Write out each record again exactly as it stands.

### [Provided records]
--------------------------------

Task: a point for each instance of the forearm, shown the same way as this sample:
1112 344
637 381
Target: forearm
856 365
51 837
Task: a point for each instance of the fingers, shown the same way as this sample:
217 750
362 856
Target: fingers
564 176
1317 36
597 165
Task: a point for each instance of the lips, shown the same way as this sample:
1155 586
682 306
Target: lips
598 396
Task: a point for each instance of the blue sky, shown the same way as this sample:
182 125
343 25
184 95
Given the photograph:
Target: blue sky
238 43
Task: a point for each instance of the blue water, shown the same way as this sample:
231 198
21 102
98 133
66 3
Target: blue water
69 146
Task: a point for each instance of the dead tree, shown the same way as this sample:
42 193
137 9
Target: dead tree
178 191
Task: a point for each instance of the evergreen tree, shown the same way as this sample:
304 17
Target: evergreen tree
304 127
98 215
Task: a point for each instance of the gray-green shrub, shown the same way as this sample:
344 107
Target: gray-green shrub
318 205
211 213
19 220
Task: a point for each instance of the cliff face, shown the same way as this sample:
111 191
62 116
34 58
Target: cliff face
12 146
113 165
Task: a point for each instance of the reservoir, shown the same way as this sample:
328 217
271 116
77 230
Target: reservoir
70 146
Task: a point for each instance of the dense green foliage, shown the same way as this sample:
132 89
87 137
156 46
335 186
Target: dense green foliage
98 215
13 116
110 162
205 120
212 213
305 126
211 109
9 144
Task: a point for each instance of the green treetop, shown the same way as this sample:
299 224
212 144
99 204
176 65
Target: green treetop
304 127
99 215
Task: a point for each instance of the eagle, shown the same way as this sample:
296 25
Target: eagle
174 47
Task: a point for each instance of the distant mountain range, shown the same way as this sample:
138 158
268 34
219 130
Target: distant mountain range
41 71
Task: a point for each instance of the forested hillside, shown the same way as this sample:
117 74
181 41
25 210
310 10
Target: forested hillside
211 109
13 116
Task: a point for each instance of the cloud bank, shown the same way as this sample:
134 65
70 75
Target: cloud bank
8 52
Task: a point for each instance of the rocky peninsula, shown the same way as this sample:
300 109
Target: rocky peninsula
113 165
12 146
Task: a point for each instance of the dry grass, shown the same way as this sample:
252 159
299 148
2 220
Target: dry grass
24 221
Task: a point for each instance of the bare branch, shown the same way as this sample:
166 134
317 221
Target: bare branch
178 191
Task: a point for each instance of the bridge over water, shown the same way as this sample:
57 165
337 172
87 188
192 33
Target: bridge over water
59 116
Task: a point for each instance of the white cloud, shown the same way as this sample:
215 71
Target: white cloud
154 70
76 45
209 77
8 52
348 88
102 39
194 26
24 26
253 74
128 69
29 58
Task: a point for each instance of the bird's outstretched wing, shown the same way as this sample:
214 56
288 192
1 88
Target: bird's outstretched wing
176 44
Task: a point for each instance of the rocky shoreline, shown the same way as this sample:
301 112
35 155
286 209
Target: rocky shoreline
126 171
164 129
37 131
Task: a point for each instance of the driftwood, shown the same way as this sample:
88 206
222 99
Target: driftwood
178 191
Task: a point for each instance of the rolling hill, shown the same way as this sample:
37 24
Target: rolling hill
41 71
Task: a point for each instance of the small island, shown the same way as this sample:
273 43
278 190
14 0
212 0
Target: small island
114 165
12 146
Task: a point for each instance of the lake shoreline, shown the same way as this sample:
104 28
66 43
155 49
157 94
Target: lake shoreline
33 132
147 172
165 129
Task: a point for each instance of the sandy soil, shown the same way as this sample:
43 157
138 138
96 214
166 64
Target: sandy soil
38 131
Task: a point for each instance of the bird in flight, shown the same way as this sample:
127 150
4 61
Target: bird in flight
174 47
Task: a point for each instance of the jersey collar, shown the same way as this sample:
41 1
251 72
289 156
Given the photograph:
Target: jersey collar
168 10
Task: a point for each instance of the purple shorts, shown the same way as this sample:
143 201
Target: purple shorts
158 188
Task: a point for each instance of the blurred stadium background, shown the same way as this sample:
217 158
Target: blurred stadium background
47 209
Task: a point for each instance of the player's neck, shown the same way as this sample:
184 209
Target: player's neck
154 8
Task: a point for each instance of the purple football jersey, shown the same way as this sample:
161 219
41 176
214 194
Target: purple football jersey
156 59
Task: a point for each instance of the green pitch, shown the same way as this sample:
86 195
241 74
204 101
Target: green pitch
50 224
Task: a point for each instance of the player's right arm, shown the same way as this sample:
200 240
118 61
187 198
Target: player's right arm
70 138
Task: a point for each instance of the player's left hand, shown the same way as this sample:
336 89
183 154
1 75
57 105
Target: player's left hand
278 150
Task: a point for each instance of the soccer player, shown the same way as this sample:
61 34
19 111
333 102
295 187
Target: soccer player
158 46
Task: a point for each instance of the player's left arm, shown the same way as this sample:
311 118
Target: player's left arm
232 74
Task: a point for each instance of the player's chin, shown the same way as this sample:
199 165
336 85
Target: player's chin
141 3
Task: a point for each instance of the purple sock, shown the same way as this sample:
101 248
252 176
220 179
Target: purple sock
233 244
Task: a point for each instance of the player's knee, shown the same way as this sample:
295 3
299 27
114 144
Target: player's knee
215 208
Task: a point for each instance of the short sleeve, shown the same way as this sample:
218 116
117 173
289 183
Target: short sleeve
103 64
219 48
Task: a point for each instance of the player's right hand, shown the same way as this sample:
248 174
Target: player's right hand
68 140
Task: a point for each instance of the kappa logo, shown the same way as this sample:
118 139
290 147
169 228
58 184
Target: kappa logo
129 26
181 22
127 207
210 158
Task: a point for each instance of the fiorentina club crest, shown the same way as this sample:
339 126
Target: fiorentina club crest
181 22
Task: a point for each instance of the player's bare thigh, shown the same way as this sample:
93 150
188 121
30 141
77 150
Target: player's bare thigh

--------------------------------

### [Task answer]
Task: a point for each instance of the forearm, shown the same way as this sample:
1112 344
637 381
Target: forearm
856 365
51 837
Task: a point for each instance of the fingers, shown the same way as this sample:
217 750
362 856
Target: fingers
564 176
1317 36
597 165
Task: a point for each instance of the lips, shown the same way as this sample:
1155 586
682 306
Target: lips
598 396
Task: a point for each instance of the blue sky, shown the same way as this sample:
182 125
343 25
184 95
Given the photograph:
Target: blue sky
238 43
Task: a point for each instance of the blue water, shown the same way as this sample:
231 198
21 102
98 133
66 3
Target: blue water
69 146
Task: a point for each instance of the dead tree, shown the same way as this sample:
42 193
137 9
Target: dead tree
178 191
Task: a point for each instance of the evergreen tree, shown the same way as this sample:
304 17
Target: evergreen tree
304 127
98 215
Task: a point for each instance of the gray-green shrub, shown the same way as this sample:
344 107
Target: gray-green shrub
318 205
211 213
19 220
Task: a point for each instance of the cliff face, shown the same way as this sample:
111 191
62 116
34 58
Target: cliff face
12 146
113 165
Task: a point for each instance of the reservoir, shown the same way as this sample:
328 217
271 116
77 230
Target: reservoir
70 146
Task: a point for each instance of the dense green foliage, shown the same way as this sample:
132 89
87 137
156 46
335 186
Target: dense green foliage
98 215
13 116
110 162
205 120
212 213
305 126
211 109
9 144
Task: a point for each instance of the green treetop, shown the same way as this sample:
299 224
212 144
99 204
176 65
Target: green treetop
304 127
99 215
Task: a point for each instance of the eagle, shown the same way as this sample:
296 25
Target: eagle
174 47
Task: a point for each instance of the distant mountain range, shown the same way as this sample:
138 158
268 34
219 130
Target: distant mountain range
41 71
Task: a point for each instance of the forested hillside, shown the same way as this sample:
117 74
181 41
25 210
310 10
Target: forested hillside
211 109
13 116
Task: a point for each instance of the cloud bank, shown the same way as this sample:
134 65
70 75
Target: cloud bank
8 52
Task: a point for each instance of the rocky peninsula, shown the same way as this sample:
300 109
Target: rocky peninsula
113 165
12 146
Task: a point for each instance of the dry grass, shown the same way as this sample:
252 159
299 148
2 220
Target: dry grass
24 221
Task: a point for each instance of the bare branch, shown the same way as this sample:
166 134
317 221
Target: bare branch
178 191
Task: a point for each instance of the bridge over water, shown the same way as this sample:
57 165
337 172
87 188
192 33
Target: bridge over water
59 116
Task: a point for each instance of the white cloud, shown the same way as this sample:
215 71
Target: white cloud
154 70
76 45
209 77
8 52
348 88
102 39
194 26
24 26
253 74
128 69
29 58
Task: a point for each instance of the bird's outstretched wing, shown the same way as this sample:
214 56
288 192
1 88
Target: bird's outstretched wing
176 44
Task: a point for each instance of the rocky shoreline, shown the same way as this sample:
301 112
35 155
286 209
Target: rocky shoreline
126 171
164 129
37 131
Task: a point for each instance of the driftwood, shown the same way as this sample:
88 206
222 99
Target: driftwood
178 191
Task: a point for each instance of the rolling hill, shown the same way as this sample:
37 24
Target: rolling hill
41 71
Task: a point for each instance of the small island, shown the same way as this sample:
273 43
278 190
14 0
212 0
Target: small island
114 165
12 146
Task: a point for each instance of the lake shoreline, shown the same way as this sample:
104 28
66 43
155 49
157 94
Target: lake shoreline
33 132
147 172
165 129
Task: a point for each instance of the sandy soil, shown the same way as this sample:
43 157
138 138
96 214
166 64
Target: sandy soil
38 131
Task: a point for each instance of the bird in flight, shown the same way as this sample:
127 150
4 61
Target: bird in flight
174 47
Task: a point for each instance of the jersey collar, shown the same way as this sample:
41 1
251 72
289 156
Given the photograph:
Target: jersey collar
168 10
Task: a point for each instance of the purple shorts, shown the same way as this sample:
143 201
Target: purple shorts
158 188
Task: a point for each instance of the blurred stadium background, shown the same way as this sample:
217 158
Target: blurred stadium background
47 209
Task: a point for each instance of the player's neck, shown the same way as this sample:
184 209
Target: player's neck
154 8
Task: a point for each instance of the purple football jersey, shown the same way as this sample:
161 219
41 176
214 194
Target: purple football jersey
156 59
Task: a point for each instance of the green pitch, shown the same way as this sample:
86 195
241 74
204 101
Target: green pitch
50 224
Task: a point for each instance of the player's right arm, shown the same way as this sample:
200 240
118 61
187 198
Target: player's right arm
70 138
Task: a point for each instance of the player's left hand, shown the same way as this sample:
336 89
183 154
1 75
57 105
Target: player's left hand
278 150
Task: a point for each instance of the soccer player, shown the same way as this sample:
61 34
19 111
333 102
295 187
Target: soccer player
158 46
Task: a point for each instance of the player's left arm, shown the same way as this sample:
311 118
Target: player's left arm
232 74
Task: a point for each instance of the player's chin, shown the same way as this sample:
199 165
336 85
Target: player's chin
141 3
Task: a point for each instance of the purple sock, shown the same way as this sample:
101 248
252 176
220 179
Target: purple sock
233 244
Task: a point for each instance of the player's knee, shown the same way as this sample:
295 3
299 27
114 144
Target: player's knee
215 208
Task: a point for each instance of the short sleeve, shown the same way as this sample:
218 116
117 173
289 183
Target: short sleeve
103 64
219 48
Task: a point for each instance of the player's right hand, shown the same way as this sample:
248 174
Target: player's right hand
68 140
Task: a point for each instance of the kappa logo, shown the same way as this sample:
118 139
290 147
169 228
58 184
Target: kappa logo
129 26
181 22
127 207
210 158
Task: a point for each instance of the fiorentina club crest, shown the same way as this sample:
339 126
Target: fiorentina club crest
181 22
Task: a point for each instance of the player's bare thigh, shown the same way as this sample:
93 150
188 121
30 141
77 150
Target: player's bare thigh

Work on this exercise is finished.